### GIVEN INSTRUCTION
Please copy the data below word for word, from the line with "Objective — one point per instance of the shrub" up to and including the line with "[[492, 605], [6, 486], [131, 588]]".

### DATA FOR PROCESSING

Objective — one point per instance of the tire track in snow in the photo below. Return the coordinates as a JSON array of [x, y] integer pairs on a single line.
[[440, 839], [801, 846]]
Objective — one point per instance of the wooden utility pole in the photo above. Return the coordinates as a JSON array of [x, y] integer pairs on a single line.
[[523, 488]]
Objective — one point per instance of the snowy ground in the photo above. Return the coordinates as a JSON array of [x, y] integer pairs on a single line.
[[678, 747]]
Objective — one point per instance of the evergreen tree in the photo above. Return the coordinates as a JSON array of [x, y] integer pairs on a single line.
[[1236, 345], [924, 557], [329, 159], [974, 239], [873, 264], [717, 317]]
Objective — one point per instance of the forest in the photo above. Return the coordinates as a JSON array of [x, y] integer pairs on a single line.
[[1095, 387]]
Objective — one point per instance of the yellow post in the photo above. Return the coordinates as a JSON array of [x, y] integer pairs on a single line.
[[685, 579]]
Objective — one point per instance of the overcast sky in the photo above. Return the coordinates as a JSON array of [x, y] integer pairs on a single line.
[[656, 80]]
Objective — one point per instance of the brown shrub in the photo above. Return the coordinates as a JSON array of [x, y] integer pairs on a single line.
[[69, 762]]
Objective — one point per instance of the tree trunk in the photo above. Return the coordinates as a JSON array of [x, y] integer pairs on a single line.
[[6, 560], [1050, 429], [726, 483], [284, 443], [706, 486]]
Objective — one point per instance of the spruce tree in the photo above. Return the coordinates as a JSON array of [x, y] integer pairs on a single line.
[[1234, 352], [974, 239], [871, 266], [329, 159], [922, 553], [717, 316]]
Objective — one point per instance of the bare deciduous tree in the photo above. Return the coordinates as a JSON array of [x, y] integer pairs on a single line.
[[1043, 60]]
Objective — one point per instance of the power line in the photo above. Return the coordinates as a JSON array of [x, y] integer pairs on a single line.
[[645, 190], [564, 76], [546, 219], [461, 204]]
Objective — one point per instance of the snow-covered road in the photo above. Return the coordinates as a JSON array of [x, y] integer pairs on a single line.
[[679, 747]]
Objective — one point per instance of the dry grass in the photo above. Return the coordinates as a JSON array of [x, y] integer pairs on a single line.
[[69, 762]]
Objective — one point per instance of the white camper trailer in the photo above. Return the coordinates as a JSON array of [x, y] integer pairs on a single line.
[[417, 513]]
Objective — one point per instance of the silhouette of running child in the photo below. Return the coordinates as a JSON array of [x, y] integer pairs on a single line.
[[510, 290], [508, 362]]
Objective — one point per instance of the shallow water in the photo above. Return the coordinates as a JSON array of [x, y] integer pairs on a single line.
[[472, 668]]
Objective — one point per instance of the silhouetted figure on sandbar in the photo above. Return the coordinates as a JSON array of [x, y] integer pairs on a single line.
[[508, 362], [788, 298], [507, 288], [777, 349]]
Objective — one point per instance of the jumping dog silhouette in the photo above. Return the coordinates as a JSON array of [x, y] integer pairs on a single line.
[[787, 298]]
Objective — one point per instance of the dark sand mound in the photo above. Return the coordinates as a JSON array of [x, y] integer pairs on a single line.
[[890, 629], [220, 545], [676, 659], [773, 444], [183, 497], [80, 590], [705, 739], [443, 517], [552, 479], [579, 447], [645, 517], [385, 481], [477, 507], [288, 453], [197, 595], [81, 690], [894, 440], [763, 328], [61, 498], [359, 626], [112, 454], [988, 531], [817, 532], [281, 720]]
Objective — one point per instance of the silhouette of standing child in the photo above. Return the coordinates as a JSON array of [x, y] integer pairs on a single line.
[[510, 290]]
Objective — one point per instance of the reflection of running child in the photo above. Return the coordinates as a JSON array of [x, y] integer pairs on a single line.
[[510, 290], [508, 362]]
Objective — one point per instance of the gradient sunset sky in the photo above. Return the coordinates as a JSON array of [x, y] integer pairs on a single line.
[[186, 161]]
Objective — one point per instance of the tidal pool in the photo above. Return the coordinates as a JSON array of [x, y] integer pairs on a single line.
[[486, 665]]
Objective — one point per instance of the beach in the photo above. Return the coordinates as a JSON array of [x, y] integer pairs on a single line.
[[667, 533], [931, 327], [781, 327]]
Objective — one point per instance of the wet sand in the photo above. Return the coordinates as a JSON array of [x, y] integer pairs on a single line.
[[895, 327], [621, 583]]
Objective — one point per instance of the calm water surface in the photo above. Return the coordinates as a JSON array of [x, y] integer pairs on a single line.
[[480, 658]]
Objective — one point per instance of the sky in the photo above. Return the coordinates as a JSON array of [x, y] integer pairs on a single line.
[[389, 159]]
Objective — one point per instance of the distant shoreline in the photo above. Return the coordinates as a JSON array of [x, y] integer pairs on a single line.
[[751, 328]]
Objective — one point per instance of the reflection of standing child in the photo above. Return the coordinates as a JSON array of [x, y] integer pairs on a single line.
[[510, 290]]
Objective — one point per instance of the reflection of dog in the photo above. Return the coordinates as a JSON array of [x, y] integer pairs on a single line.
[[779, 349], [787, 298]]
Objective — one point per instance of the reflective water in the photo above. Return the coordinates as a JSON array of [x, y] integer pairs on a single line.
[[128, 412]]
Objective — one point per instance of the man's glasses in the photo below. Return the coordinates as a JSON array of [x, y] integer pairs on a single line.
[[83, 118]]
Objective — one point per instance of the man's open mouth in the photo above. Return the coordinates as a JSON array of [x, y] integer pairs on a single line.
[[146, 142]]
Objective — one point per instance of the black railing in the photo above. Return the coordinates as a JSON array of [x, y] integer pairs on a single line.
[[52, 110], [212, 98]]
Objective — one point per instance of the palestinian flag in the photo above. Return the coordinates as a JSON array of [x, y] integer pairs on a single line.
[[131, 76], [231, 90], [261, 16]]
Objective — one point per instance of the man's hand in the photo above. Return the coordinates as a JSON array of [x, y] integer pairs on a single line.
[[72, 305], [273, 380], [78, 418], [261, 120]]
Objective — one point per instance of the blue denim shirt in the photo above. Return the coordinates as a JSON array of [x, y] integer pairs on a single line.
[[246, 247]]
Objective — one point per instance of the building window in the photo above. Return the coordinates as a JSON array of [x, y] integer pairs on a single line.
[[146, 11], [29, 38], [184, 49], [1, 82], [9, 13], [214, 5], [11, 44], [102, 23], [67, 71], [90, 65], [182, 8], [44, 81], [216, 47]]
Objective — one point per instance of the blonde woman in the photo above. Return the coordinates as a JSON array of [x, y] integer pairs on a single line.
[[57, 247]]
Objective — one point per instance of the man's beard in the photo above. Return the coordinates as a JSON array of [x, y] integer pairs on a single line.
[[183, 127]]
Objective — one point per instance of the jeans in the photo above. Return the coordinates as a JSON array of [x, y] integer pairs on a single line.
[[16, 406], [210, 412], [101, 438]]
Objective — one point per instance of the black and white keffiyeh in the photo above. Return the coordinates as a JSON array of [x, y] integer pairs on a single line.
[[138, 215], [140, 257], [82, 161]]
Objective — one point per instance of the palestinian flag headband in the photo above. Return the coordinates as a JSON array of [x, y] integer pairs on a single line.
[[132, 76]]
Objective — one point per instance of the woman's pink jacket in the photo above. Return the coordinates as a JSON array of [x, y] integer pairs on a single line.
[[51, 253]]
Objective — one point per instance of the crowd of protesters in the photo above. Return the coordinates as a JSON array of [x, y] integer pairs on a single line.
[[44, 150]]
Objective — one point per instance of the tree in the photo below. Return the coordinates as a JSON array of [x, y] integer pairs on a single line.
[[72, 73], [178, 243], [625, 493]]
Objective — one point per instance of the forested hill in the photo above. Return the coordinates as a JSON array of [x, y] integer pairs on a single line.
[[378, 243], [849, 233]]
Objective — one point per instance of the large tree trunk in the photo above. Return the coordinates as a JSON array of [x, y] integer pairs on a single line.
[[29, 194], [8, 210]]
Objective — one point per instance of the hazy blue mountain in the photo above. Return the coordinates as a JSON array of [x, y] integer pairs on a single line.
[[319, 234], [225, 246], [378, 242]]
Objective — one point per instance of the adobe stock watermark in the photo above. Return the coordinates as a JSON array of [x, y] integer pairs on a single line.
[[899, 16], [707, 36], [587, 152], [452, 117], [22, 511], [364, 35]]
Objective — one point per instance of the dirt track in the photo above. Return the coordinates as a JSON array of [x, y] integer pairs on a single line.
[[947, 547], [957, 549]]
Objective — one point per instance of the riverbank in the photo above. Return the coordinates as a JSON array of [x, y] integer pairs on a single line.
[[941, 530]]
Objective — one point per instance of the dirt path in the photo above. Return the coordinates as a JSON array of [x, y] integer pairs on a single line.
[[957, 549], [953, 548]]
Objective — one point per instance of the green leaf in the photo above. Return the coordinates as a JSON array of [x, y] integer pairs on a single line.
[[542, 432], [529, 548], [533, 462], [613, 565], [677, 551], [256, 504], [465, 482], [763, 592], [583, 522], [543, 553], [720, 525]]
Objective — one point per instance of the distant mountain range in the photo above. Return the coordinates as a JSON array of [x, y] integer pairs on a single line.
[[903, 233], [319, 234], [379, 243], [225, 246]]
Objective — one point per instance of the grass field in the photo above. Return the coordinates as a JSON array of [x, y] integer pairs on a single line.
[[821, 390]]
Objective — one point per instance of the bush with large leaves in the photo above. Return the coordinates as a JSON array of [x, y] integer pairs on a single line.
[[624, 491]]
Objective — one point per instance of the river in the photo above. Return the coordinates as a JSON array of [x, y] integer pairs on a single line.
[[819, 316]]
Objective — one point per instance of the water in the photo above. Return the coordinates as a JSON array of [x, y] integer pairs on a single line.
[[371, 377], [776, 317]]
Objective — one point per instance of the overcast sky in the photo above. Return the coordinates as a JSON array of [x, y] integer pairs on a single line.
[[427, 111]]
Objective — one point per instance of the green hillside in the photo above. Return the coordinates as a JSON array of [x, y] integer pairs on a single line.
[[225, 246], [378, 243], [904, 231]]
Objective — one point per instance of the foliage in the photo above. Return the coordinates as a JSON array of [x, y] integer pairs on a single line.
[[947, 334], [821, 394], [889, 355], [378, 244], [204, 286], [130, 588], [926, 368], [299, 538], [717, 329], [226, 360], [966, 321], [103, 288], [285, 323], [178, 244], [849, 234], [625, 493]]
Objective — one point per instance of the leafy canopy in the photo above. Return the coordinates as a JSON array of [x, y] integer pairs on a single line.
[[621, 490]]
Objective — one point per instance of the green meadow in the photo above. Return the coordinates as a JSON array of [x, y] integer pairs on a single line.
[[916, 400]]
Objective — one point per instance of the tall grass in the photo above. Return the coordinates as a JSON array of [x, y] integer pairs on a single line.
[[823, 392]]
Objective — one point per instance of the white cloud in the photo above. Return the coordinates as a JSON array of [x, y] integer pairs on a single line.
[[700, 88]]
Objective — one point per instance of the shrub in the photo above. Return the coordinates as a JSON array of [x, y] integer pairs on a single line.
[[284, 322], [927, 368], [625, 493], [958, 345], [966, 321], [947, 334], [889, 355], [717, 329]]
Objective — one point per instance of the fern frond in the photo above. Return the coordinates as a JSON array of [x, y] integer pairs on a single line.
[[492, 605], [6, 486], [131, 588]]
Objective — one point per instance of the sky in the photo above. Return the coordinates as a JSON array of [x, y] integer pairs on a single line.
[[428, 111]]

### ANSWER TO THE PROBLEM
Objective — one point per instance of the shrub in the photo above. Return the coordinates as a JSON array of [x, y] integer pairs on a single line.
[[284, 322], [927, 368], [625, 493], [958, 345], [966, 321], [947, 334], [889, 355], [717, 329]]
Objective — one point per instance of the fern frond in the photo above. Return the coordinates as a JSON array of [x, y] integer pairs on a single line.
[[492, 605], [6, 486], [131, 588]]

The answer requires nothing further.